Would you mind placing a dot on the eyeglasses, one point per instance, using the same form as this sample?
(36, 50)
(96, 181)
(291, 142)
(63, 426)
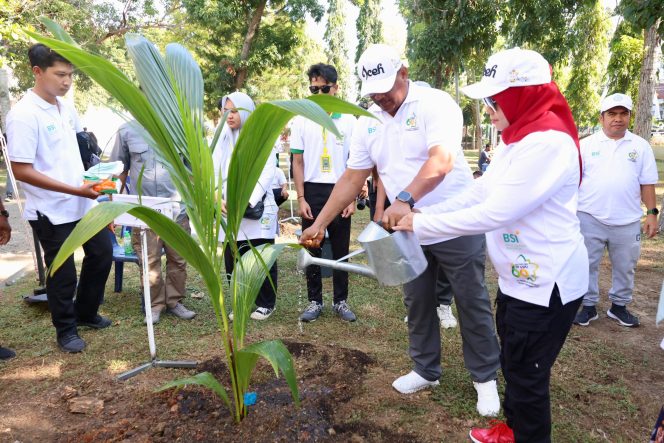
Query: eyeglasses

•••••

Apply a filter for "eyeglasses" to the data above, then copy each line that matches.

FINAL ANSWER:
Would you mind placing a dot on the eyeglasses, one point per instance, using the same form as this sample?
Query: eyeglasses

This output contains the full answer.